_SOURCE DOCUMENT_
Parallel Mothers (Pedro Almodovar, 2021, Spain/France)
Parallel Mothers is the latest film by Pedro Almodovar. The Spanish director, whose career has spanned multiple decades now, seems to be on a hot streak. After the much-acclaimed Pain and Glory starring Antonio Banderas, Almodovar has brought repeat collaborator Penelope Cruz back into the fold. This has resulted in a lot of the claims, with Parallel Mothers ending up on a lot of year-end lists for 2021. The film is distinct however from many of Almodovar's prior efforts. While he has touched on politics in prior films, Parallel is perhaps his most overtly political film and deals explicitly with the events of the Franco regime.
Our protagonist in the film, the photographer Janis Martinez (Penelope Cruz), enlists an archaeologist (Israel Elejade) to help her uncover the bodies of people killed by the Francoist regime. She sleeps with him and gets pregnant. At the hospital, she meets a young woman named Ana (Milena Smit), who gives birth at the same time as her. The story progresses into a pure melodrama, with a "switched-at-birth" scenario between Ana and Janis's babies. The film ultimately however comes back to its political aspect in the finale, when Janis goes to the excavation site.

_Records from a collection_
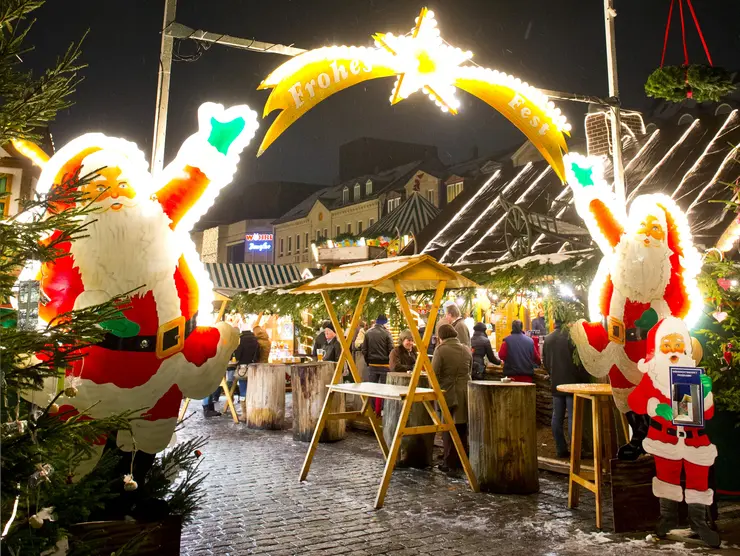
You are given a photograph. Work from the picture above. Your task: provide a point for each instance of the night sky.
(551, 44)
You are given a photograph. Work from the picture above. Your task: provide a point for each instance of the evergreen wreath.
(699, 82)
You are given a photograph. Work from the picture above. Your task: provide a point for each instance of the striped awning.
(410, 218)
(245, 277)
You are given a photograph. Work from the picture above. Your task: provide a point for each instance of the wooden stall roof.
(416, 273)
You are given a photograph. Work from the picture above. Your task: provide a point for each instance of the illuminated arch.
(421, 60)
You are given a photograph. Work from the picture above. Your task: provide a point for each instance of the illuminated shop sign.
(259, 242)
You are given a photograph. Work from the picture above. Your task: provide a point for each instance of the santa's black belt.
(672, 431)
(169, 335)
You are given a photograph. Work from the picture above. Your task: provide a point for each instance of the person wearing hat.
(481, 347)
(403, 356)
(332, 347)
(376, 348)
(451, 363)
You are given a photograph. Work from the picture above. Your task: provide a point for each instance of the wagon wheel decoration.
(517, 233)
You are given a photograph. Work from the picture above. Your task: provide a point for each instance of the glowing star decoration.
(137, 240)
(421, 60)
(648, 273)
(428, 62)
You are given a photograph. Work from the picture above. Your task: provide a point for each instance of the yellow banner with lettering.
(423, 62)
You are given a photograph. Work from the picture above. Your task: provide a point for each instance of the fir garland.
(699, 82)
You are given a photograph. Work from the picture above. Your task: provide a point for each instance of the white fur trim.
(699, 455)
(661, 489)
(149, 436)
(703, 497)
(652, 405)
(621, 396)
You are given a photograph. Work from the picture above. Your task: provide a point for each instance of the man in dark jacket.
(376, 348)
(481, 347)
(557, 358)
(519, 354)
(320, 340)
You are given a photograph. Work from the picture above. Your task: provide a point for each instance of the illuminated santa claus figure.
(675, 447)
(158, 350)
(647, 273)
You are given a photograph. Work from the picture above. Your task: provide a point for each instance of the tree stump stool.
(416, 450)
(502, 434)
(266, 395)
(309, 382)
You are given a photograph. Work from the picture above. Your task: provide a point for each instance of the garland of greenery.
(696, 81)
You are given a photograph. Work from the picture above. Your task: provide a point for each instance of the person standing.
(539, 325)
(451, 363)
(454, 318)
(264, 342)
(557, 359)
(403, 356)
(332, 348)
(247, 352)
(376, 348)
(320, 340)
(519, 354)
(481, 347)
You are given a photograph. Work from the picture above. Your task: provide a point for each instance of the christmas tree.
(43, 493)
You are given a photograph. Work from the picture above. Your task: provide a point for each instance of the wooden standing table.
(600, 396)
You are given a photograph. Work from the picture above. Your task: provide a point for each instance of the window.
(453, 190)
(235, 253)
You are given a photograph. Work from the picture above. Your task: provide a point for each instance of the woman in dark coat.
(481, 347)
(403, 356)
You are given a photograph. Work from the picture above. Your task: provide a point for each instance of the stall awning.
(410, 218)
(245, 277)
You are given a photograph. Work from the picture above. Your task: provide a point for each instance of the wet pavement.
(256, 505)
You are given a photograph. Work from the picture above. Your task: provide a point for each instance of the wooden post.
(416, 450)
(266, 396)
(309, 381)
(502, 433)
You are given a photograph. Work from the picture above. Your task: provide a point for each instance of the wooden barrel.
(502, 434)
(309, 381)
(266, 395)
(416, 450)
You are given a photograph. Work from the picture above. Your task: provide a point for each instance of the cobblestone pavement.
(256, 505)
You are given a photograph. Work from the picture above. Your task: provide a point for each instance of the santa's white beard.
(127, 249)
(639, 272)
(658, 369)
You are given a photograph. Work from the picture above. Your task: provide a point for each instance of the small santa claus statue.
(137, 240)
(647, 273)
(675, 447)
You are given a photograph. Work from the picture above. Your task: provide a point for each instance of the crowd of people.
(457, 357)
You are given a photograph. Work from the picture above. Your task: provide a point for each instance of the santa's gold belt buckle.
(170, 337)
(615, 329)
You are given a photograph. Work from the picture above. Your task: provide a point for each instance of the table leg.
(596, 406)
(575, 450)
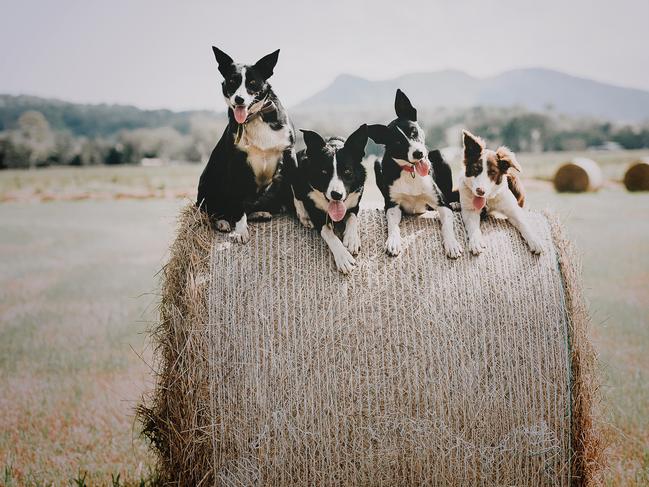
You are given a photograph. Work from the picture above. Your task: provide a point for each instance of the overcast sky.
(156, 53)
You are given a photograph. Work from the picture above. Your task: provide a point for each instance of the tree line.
(32, 139)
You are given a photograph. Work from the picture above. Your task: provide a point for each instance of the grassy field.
(78, 289)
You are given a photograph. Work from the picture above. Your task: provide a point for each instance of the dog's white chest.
(264, 147)
(413, 195)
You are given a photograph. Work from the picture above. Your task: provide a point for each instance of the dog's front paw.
(352, 241)
(393, 245)
(223, 226)
(453, 248)
(345, 262)
(241, 236)
(535, 245)
(476, 245)
(305, 220)
(260, 216)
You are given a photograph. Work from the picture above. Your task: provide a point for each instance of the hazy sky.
(156, 53)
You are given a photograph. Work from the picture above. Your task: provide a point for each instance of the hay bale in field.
(577, 176)
(636, 177)
(277, 370)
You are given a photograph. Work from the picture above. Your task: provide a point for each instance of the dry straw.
(579, 175)
(636, 177)
(275, 370)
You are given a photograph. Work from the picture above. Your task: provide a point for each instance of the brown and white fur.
(492, 175)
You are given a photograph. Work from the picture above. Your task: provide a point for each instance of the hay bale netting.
(636, 177)
(276, 370)
(577, 176)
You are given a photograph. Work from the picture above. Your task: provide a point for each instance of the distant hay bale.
(276, 370)
(636, 177)
(578, 176)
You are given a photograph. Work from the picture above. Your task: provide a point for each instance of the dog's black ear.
(403, 107)
(379, 133)
(313, 140)
(266, 64)
(225, 61)
(356, 142)
(473, 146)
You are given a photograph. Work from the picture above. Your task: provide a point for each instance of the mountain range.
(535, 89)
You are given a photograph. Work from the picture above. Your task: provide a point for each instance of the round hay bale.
(275, 370)
(578, 176)
(636, 177)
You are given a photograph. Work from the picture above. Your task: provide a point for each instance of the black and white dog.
(244, 176)
(407, 180)
(327, 187)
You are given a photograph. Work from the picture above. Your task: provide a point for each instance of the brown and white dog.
(490, 182)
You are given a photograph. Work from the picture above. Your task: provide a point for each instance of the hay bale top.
(578, 175)
(636, 177)
(414, 370)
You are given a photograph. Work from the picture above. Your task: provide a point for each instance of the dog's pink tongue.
(422, 168)
(240, 114)
(337, 210)
(479, 202)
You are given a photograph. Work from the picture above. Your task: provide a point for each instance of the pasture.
(79, 252)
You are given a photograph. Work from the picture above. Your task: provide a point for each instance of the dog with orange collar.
(412, 179)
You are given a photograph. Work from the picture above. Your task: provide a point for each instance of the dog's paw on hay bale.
(636, 177)
(276, 370)
(578, 176)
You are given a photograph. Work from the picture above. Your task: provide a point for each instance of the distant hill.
(92, 120)
(534, 89)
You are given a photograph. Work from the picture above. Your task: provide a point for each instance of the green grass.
(78, 290)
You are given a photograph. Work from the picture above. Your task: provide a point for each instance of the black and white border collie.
(408, 181)
(490, 182)
(243, 176)
(327, 187)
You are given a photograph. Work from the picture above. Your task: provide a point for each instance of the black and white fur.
(331, 170)
(405, 145)
(244, 175)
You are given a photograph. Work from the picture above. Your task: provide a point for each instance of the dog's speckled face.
(335, 166)
(243, 85)
(403, 138)
(485, 169)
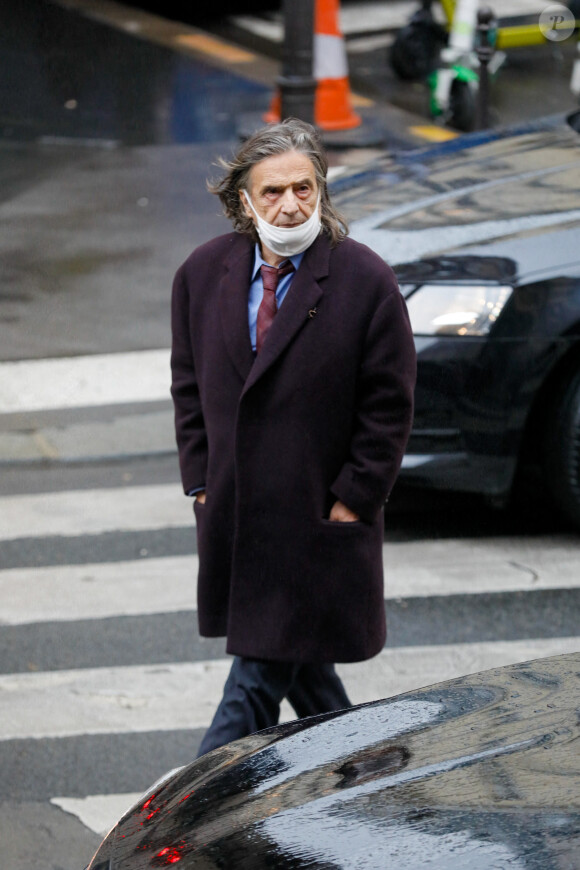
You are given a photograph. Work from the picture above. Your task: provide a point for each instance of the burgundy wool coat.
(322, 413)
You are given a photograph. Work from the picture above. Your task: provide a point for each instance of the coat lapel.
(233, 302)
(298, 307)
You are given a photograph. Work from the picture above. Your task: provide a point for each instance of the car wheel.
(562, 451)
(461, 106)
(414, 52)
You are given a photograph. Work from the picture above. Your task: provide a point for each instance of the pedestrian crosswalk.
(103, 663)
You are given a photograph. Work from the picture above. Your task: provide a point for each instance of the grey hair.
(289, 135)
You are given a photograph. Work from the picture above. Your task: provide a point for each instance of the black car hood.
(475, 202)
(478, 772)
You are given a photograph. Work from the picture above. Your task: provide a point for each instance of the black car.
(484, 235)
(481, 772)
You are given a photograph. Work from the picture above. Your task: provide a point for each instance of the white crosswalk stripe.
(112, 697)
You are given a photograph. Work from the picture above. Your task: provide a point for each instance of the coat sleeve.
(384, 410)
(189, 422)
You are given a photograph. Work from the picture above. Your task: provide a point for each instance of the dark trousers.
(255, 688)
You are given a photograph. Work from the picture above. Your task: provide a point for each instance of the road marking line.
(83, 381)
(68, 593)
(98, 813)
(214, 47)
(146, 587)
(93, 512)
(432, 133)
(182, 696)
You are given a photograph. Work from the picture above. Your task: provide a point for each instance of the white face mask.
(287, 241)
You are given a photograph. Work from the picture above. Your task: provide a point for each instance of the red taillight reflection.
(170, 856)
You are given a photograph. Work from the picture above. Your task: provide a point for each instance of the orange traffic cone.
(332, 103)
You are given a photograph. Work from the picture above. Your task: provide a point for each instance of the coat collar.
(298, 308)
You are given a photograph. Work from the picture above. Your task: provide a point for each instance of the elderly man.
(293, 371)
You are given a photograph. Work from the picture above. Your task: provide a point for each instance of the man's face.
(283, 189)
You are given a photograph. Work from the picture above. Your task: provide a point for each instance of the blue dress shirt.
(257, 289)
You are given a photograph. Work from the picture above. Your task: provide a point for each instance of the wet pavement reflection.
(64, 76)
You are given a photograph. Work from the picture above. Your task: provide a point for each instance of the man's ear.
(246, 207)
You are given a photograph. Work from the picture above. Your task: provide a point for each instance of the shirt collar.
(259, 261)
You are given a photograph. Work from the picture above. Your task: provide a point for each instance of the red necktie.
(268, 305)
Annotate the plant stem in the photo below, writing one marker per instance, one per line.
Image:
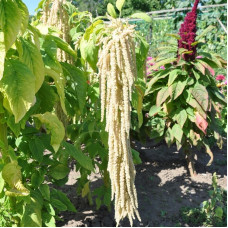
(190, 163)
(3, 137)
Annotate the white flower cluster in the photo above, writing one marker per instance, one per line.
(117, 72)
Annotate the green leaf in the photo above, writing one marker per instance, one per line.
(45, 191)
(58, 205)
(60, 84)
(59, 171)
(154, 109)
(78, 83)
(162, 95)
(79, 156)
(181, 117)
(173, 75)
(11, 173)
(200, 93)
(48, 220)
(54, 126)
(119, 4)
(136, 158)
(25, 15)
(219, 212)
(176, 89)
(32, 215)
(31, 56)
(18, 87)
(47, 98)
(177, 132)
(111, 10)
(36, 179)
(37, 149)
(142, 16)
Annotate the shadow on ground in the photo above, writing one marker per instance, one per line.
(163, 187)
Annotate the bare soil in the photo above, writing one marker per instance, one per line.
(163, 185)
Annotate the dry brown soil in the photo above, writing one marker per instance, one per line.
(163, 185)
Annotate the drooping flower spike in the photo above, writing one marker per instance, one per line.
(188, 33)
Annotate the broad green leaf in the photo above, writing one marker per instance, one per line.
(173, 75)
(219, 212)
(177, 132)
(181, 117)
(58, 205)
(31, 56)
(36, 179)
(78, 83)
(162, 95)
(25, 15)
(111, 10)
(47, 98)
(176, 89)
(48, 220)
(45, 191)
(119, 4)
(59, 83)
(59, 171)
(11, 173)
(142, 16)
(32, 215)
(37, 149)
(154, 109)
(54, 126)
(200, 93)
(18, 87)
(79, 156)
(137, 103)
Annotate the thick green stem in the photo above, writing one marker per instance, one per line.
(3, 137)
(190, 163)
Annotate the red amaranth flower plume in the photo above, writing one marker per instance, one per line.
(188, 33)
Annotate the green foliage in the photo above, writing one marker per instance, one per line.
(184, 98)
(212, 212)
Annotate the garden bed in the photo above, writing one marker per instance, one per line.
(163, 184)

_EXERCISE DESCRIPTION_
Extend the review of Parallel Mothers, starting after its final sentence. The records are separate material, apart from the film review.

_OUTPUT_
Almodovar has some trouble marrying his usual melodrama here with the more political aspects of the film, and as a result, the film feels a bit disjointed. While the film is a visual feast to look at, with Almodovar's traditional attention to detail, the melodramatic aspect of the plot is very Lifetime-movie, and one wishes that Almodovar had pushed the plot somehow further here and made things more extreme. Knowing that the film is an artificial melodrama, why keep things tame? He tries to do this by adding a relationship between Janis and Ana, but it does not develop so far. Overall, Parallel Mothers is an interesting but flawed film.